Here, we try the multi-pssm feature, which tries all combinations of feature generation parameters, and selects the best ones based on the training set. First without the transformer:

In [7]:
gsearch = optimize_hyperparams(
    X_train,
    y_train,
    kernel="linear",
    dim_reduction=None,
    C=[0.01, 0.1, 1, 10],
)

{'linearsvc__C': 10, 'linearsvc__class_weight': 'balanced', 'linearsvc__dual': False, 'linearsvc__max_iter': 100000000.0}
0.929


The pssmselector increases the scores even further:

In [8]:
gsearch = optimize_hyperparams(
    X_train,
    y_train,
    kernel="linear",
    dim_reduction=None,
    feature_transformer="pssm", 
    feature_names = feature_names,
    C=[0.001, 0.01, 0.1, 1]
)

• **Provided records**:

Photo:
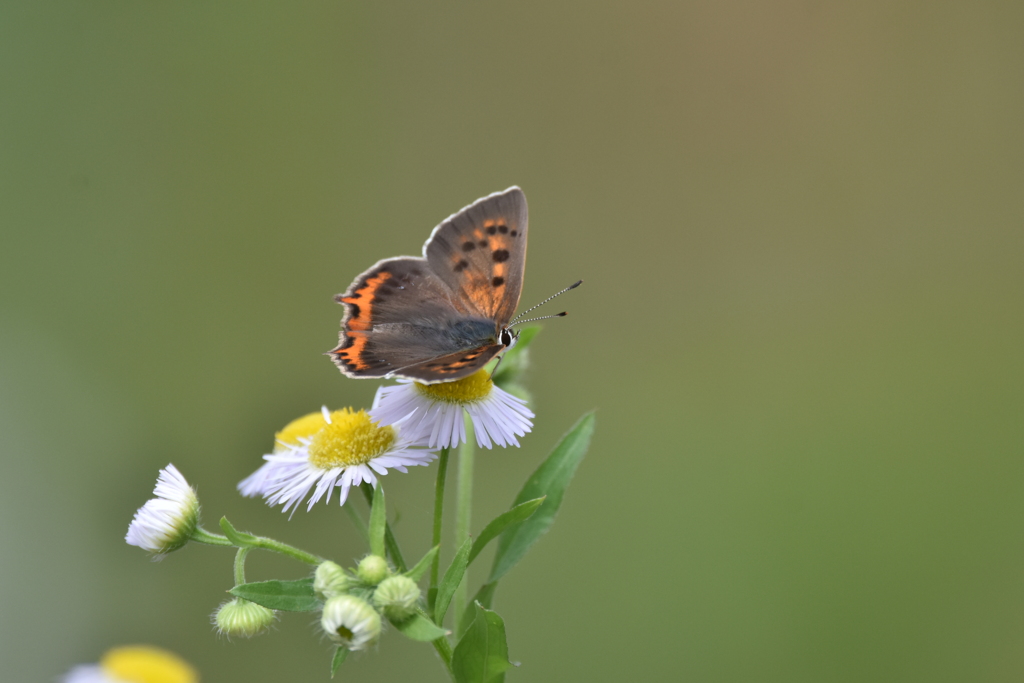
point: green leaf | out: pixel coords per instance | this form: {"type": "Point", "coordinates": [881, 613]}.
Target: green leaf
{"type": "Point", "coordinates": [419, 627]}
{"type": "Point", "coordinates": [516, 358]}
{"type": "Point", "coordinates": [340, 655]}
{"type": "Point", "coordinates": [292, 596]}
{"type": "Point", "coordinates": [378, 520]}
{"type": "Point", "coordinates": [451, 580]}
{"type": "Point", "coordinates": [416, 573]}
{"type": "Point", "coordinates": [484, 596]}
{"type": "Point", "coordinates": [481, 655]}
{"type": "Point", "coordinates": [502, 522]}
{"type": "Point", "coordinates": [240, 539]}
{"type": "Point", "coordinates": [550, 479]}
* * *
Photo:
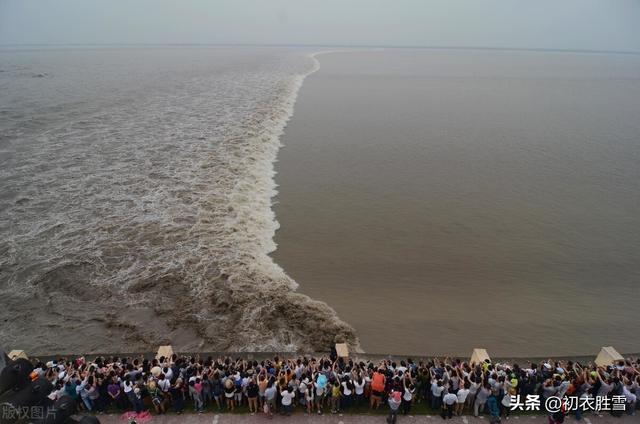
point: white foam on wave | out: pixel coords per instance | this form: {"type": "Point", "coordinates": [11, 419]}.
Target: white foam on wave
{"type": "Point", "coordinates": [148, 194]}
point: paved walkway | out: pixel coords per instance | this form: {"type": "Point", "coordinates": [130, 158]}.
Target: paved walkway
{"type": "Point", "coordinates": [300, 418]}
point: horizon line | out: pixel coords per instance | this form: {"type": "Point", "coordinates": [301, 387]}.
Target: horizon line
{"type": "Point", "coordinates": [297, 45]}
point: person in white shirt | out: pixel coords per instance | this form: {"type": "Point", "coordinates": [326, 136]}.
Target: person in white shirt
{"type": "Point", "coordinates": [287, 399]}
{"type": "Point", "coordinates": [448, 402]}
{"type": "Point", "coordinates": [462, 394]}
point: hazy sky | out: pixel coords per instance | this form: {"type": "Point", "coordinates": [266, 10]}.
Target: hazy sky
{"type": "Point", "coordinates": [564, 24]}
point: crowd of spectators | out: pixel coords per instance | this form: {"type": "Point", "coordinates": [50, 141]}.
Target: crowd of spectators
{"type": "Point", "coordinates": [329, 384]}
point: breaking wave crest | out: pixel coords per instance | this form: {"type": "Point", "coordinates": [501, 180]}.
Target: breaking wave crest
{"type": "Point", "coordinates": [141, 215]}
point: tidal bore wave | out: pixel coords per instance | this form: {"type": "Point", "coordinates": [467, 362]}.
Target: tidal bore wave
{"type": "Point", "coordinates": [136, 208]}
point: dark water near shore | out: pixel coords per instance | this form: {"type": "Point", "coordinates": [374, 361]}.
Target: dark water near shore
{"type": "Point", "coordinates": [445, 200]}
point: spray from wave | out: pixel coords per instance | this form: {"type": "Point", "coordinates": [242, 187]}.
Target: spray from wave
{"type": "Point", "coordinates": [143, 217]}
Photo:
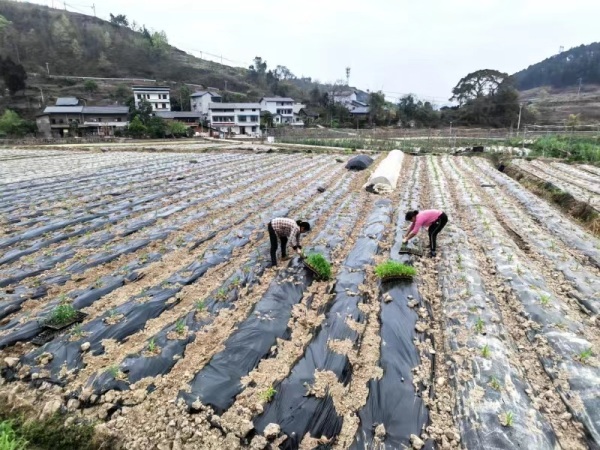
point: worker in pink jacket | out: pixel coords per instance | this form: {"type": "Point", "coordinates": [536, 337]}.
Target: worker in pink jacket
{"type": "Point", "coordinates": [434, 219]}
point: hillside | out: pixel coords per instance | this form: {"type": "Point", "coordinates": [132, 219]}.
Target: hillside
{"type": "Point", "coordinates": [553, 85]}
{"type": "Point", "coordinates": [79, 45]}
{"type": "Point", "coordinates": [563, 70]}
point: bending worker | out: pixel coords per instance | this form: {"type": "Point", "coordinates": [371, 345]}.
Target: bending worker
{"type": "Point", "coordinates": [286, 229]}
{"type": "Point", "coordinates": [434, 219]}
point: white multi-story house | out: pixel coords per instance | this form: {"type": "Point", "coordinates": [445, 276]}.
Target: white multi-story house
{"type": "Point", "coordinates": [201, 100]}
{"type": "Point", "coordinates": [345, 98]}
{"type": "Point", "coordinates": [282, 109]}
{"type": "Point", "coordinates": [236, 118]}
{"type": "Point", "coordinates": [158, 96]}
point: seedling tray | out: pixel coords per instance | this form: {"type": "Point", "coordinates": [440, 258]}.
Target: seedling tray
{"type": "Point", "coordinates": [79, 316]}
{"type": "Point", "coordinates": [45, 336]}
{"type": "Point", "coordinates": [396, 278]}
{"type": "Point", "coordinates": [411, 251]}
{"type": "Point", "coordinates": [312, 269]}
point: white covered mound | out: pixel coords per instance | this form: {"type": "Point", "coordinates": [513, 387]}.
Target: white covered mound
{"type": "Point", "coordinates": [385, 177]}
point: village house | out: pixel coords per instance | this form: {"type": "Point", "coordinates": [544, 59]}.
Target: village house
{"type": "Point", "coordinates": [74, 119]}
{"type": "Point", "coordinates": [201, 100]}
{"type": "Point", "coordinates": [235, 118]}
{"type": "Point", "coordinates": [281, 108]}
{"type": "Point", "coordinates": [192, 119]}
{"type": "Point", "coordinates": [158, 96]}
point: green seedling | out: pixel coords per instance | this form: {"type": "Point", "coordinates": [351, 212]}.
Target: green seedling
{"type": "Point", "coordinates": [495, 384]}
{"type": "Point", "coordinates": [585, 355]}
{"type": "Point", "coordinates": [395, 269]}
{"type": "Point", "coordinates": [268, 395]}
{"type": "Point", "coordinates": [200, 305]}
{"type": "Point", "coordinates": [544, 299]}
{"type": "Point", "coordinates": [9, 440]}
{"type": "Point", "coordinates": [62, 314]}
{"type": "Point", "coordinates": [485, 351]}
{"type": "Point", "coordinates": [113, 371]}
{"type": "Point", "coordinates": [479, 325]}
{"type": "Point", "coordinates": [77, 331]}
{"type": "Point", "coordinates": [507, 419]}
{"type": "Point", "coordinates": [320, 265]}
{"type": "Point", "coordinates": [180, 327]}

• **Short task A**: In the hyperparameter search excerpt, which value of C did the first search, the one run without the transformer, select?
• **Short task B**: Extend the hyperparameter search excerpt, picking up right after its final line.
The lines in the two blocks aren't needed for any of the work here.

• **Exercise result A**: It selected C = 10.

• **Exercise result B**:
{'linearsvc__C': 0.1, 'linearsvc__class_weight': 'balanced', 'linearsvc__dual': True, 'linearsvc__max_iter': 100000000.0, 'pssmselector__iterations': 3, 'pssmselector__uniref_threshold': 50}
0.949


The RBF kernel improves the results further, compared to just the linear kernel:

In [9]:
gsearch = optimize_hyperparams(
    X_train,
    y_train,
    kernel="rbf",
    dim_reduction=None,
    C=[0.1, 1, 10, 100],
)

{'svc__C': 10, 'svc__class_weight': 'balanced', 'svc__gamma': 'scale'}
0.939


The linear and RBF kernels actually perform similarly on this dataset.

In [10]:
gsearch = optimize_hyperparams(
    X_train,
    y_train,
    kernel="rbf",
    dim_reduction=None,
    C=[0.1, 1, 10, 100],
    feature_transformer="pssm",
    feature_names=feature_names,
)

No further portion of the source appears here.